* Required work
Render every line of the entries below as a Markdown table with two columns, "Row" holding the row number and "Line" holding the line's text. Omit blank lines and leave the pictures out.

* Data listing
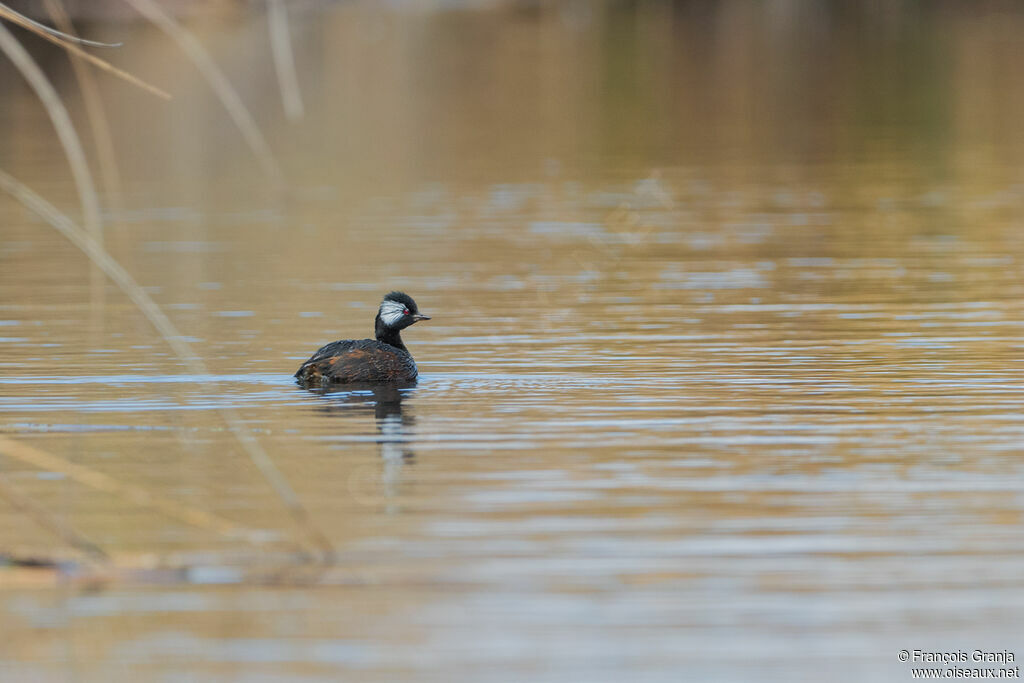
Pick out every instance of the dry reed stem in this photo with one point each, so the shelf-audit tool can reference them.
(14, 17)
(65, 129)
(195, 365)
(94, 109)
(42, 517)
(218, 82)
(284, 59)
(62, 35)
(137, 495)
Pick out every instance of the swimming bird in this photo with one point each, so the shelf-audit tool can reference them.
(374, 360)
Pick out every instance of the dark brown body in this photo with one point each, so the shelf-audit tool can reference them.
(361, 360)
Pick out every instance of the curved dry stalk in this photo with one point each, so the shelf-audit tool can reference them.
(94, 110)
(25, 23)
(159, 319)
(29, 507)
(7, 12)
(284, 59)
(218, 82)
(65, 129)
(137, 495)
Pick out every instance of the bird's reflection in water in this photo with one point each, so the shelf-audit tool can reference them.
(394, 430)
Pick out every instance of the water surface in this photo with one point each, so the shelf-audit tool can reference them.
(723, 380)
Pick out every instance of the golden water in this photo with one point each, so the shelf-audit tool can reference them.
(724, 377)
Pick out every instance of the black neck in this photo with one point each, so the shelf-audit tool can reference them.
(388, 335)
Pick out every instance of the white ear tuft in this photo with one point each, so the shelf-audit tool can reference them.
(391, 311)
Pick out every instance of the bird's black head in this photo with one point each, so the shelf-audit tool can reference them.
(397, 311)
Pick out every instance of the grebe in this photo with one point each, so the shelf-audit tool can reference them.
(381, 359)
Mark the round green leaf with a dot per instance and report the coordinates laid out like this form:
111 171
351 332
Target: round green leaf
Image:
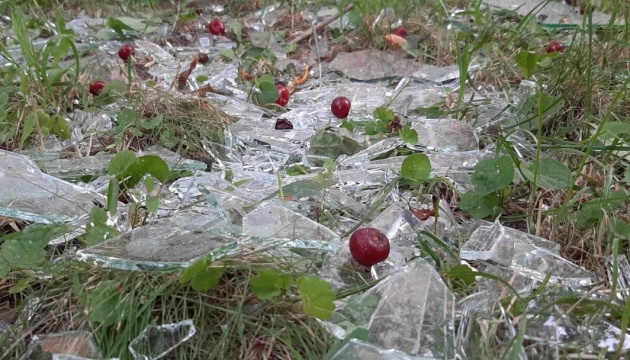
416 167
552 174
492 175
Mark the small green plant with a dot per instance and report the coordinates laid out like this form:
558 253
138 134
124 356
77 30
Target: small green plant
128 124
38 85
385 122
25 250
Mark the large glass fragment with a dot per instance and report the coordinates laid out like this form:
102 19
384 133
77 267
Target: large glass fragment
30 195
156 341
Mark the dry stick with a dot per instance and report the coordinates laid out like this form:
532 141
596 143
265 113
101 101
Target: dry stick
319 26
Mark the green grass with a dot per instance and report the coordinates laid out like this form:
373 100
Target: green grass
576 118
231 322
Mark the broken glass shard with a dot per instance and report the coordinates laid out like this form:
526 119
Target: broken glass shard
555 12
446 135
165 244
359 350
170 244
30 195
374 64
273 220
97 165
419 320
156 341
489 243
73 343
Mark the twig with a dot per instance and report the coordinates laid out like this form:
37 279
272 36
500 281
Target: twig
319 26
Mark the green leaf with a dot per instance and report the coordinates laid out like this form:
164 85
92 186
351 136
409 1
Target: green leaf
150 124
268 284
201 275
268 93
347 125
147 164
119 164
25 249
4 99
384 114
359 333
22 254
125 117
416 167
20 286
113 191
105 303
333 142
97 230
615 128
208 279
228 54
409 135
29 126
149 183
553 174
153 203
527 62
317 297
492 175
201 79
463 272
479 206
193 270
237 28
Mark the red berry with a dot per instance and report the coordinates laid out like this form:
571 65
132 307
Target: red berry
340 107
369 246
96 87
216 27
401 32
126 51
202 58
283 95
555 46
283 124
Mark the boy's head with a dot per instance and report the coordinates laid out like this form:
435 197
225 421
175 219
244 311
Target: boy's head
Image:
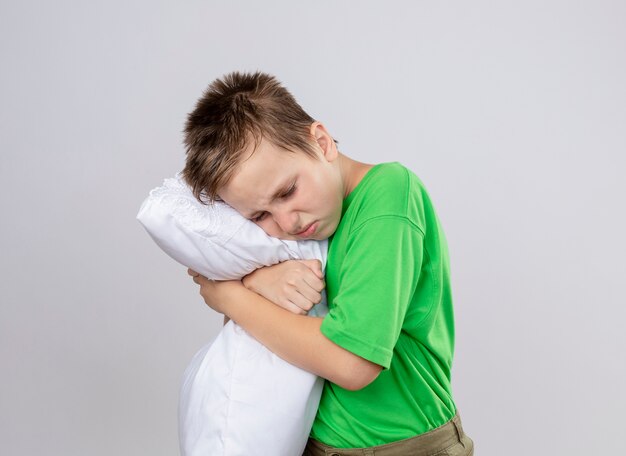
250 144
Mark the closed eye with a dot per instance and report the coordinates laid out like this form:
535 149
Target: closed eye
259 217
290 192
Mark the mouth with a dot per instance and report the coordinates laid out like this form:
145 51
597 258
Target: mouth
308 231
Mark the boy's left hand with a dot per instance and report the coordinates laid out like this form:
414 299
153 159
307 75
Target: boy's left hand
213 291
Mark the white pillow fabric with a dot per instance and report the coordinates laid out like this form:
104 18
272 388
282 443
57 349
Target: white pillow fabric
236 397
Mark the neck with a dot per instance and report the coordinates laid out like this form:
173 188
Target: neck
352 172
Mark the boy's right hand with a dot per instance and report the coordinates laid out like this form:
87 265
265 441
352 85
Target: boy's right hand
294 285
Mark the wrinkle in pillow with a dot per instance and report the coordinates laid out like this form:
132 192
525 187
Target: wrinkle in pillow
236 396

* The completed task
| Row | Line |
|---|---|
| 1 | Pick out every instance of the dry reed stem in this photo with one point each, so the shelf-audit tool can reference them. |
| 2 | (14, 17) |
| 3 | (65, 129) |
| 4 | (195, 365) |
| 5 | (94, 109) |
| 6 | (42, 517) |
| 7 | (218, 82) |
| 8 | (284, 59) |
| 9 | (62, 35) |
| 10 | (137, 495) |
| 11 | Pick out every instance of the swimming bird in this photo with one point each, so the shelf-audit tool can reference them. |
| 12 | (374, 360) |
| 13 | Pick out every instance of the dark brown body in this photo with one point each, so the shelf-audit tool can reference them. |
| 14 | (361, 360) |
| 15 | Pick out every instance of the curved dry stalk in this photo with one point each, so the shelf-audit tool can reference them. |
| 16 | (94, 110) |
| 17 | (25, 23) |
| 18 | (159, 319) |
| 19 | (29, 507) |
| 20 | (7, 12) |
| 21 | (284, 59) |
| 22 | (218, 82) |
| 23 | (65, 129) |
| 24 | (137, 495) |
| 25 | Pick out every instance of the bird's reflection in water in this photo with one point each, so the shelf-audit tool can reference them. |
| 26 | (394, 430) |
| 27 | Pick out every instance of the water surface in this photo with one point each, so the shelf-audit tool can reference them. |
| 28 | (723, 380) |
| 29 | Pick out every instance of the golden water in this photo with one point each, so the shelf-audit tool can reference them. |
| 30 | (724, 377) |
| 31 | Pick out every instance of the black neck in this photo with one point each, so the shelf-audit tool can reference them. |
| 32 | (388, 335) |
| 33 | Pick out every instance of the white ear tuft in this photo with one point each, so the shelf-audit tool can reference them. |
| 34 | (391, 311) |
| 35 | Pick out every instance of the bird's black head in this photo with one point each, so the shelf-audit tool can reference them. |
| 36 | (397, 311) |
| 37 | Pick out every instance of the grebe in this photo with one point each, so the shelf-audit tool can reference them. |
| 38 | (381, 359) |
| 39 | Mark the round green leaf with a dot per instance and report the coordinates laid out like this form: |
| 40 | 111 171 |
| 41 | 351 332 |
| 42 | Target: round green leaf |
| 43 | Image: |
| 44 | 416 167 |
| 45 | 552 174 |
| 46 | 492 175 |
| 47 | Mark the small green plant with a dot per instance and report the coordinates laid out like this form: |
| 48 | 558 253 |
| 49 | 138 134 |
| 50 | 124 356 |
| 51 | 77 30 |
| 52 | Target: small green plant |
| 53 | 128 124 |
| 54 | 38 85 |
| 55 | 385 122 |
| 56 | 25 250 |
| 57 | Mark the large glass fragment with a dot per instance and report the coordinates laid out like this form: |
| 58 | 102 19 |
| 59 | 384 133 |
| 60 | 77 267 |
| 61 | Target: large glass fragment |
| 62 | 30 195 |
| 63 | 156 341 |
| 64 | Mark the dry stick with a dot per instance and report the coordinates laid out like this form: |
| 65 | 532 141 |
| 66 | 596 143 |
| 67 | 265 113 |
| 68 | 101 101 |
| 69 | Target: dry stick |
| 70 | 319 26 |
| 71 | Mark the green grass with a dot per instance and report the coordinates laid out like this form: |
| 72 | 373 100 |
| 73 | Target: green grass |
| 74 | 576 118 |
| 75 | 231 322 |
| 76 | Mark the broken glass shard with a dot per instance and report the coordinates laid out like this form: |
| 77 | 526 119 |
| 78 | Target: broken glass shard |
| 79 | 555 12 |
| 80 | 446 135 |
| 81 | 165 244 |
| 82 | 359 350 |
| 83 | 170 244 |
| 84 | 30 195 |
| 85 | 374 64 |
| 86 | 273 220 |
| 87 | 97 165 |
| 88 | 419 320 |
| 89 | 156 341 |
| 90 | 489 243 |
| 91 | 73 343 |
| 92 | Mark the twig with a dot per instance and report the coordinates laid out like this form: |
| 93 | 37 279 |
| 94 | 272 36 |
| 95 | 500 281 |
| 96 | Target: twig |
| 97 | 319 26 |
| 98 | Mark the green leaf with a dot per instance and report the coordinates laid out like this form: |
| 99 | 164 85 |
| 100 | 92 186 |
| 101 | 351 136 |
| 102 | 409 1 |
| 103 | Target: green leaf |
| 104 | 150 124 |
| 105 | 268 284 |
| 106 | 201 275 |
| 107 | 268 93 |
| 108 | 347 125 |
| 109 | 147 164 |
| 110 | 119 164 |
| 111 | 25 249 |
| 112 | 4 99 |
| 113 | 384 114 |
| 114 | 359 333 |
| 115 | 22 254 |
| 116 | 125 117 |
| 117 | 416 167 |
| 118 | 20 286 |
| 119 | 113 191 |
| 120 | 105 303 |
| 121 | 333 142 |
| 122 | 97 230 |
| 123 | 615 128 |
| 124 | 208 279 |
| 125 | 228 54 |
| 126 | 409 135 |
| 127 | 29 126 |
| 128 | 149 183 |
| 129 | 553 174 |
| 130 | 153 203 |
| 131 | 527 62 |
| 132 | 317 297 |
| 133 | 492 175 |
| 134 | 201 79 |
| 135 | 463 272 |
| 136 | 479 206 |
| 137 | 193 270 |
| 138 | 237 28 |
| 139 | Mark the red berry with a dot per instance and report the coordinates laid out like this form: |
| 140 | 571 65 |
| 141 | 132 307 |
| 142 | Target: red berry |
| 143 | 340 107 |
| 144 | 369 246 |
| 145 | 96 87 |
| 146 | 216 27 |
| 147 | 401 32 |
| 148 | 126 51 |
| 149 | 202 58 |
| 150 | 283 95 |
| 151 | 555 46 |
| 152 | 283 124 |
| 153 | Mark the boy's head with a dot per instance and report the coordinates laid out like this form: |
| 154 | 435 197 |
| 155 | 225 421 |
| 156 | 175 219 |
| 157 | 244 311 |
| 158 | Target: boy's head |
| 159 | Image: |
| 160 | 250 144 |
| 161 | Mark the closed eye with a dot per instance and report the coordinates laid out like this form: |
| 162 | 535 149 |
| 163 | Target: closed eye |
| 164 | 259 217 |
| 165 | 290 192 |
| 166 | Mark the mouth with a dot per instance and report the coordinates laid out like this form: |
| 167 | 145 51 |
| 168 | 597 258 |
| 169 | Target: mouth |
| 170 | 308 231 |
| 171 | Mark the boy's left hand with a dot per instance and report the coordinates laid out like this form: |
| 172 | 414 299 |
| 173 | 153 159 |
| 174 | 307 75 |
| 175 | Target: boy's left hand |
| 176 | 213 291 |
| 177 | Mark the white pillow fabric with a dot per instance and report the coordinates laid out like this form: |
| 178 | 104 18 |
| 179 | 272 388 |
| 180 | 282 443 |
| 181 | 57 349 |
| 182 | Target: white pillow fabric |
| 183 | 236 397 |
| 184 | Mark the neck with a dot per instance and report the coordinates laid out like this form: |
| 185 | 173 188 |
| 186 | Target: neck |
| 187 | 352 172 |
| 188 | Mark the boy's right hand with a dot per instance and report the coordinates laid out like this form: |
| 189 | 87 265 |
| 190 | 265 441 |
| 191 | 352 85 |
| 192 | Target: boy's right hand |
| 193 | 294 285 |
| 194 | Mark the wrinkle in pillow with a dot per instance and report the coordinates laid out like this form: |
| 195 | 132 192 |
| 196 | 525 187 |
| 197 | Target: wrinkle in pillow |
| 198 | 236 396 |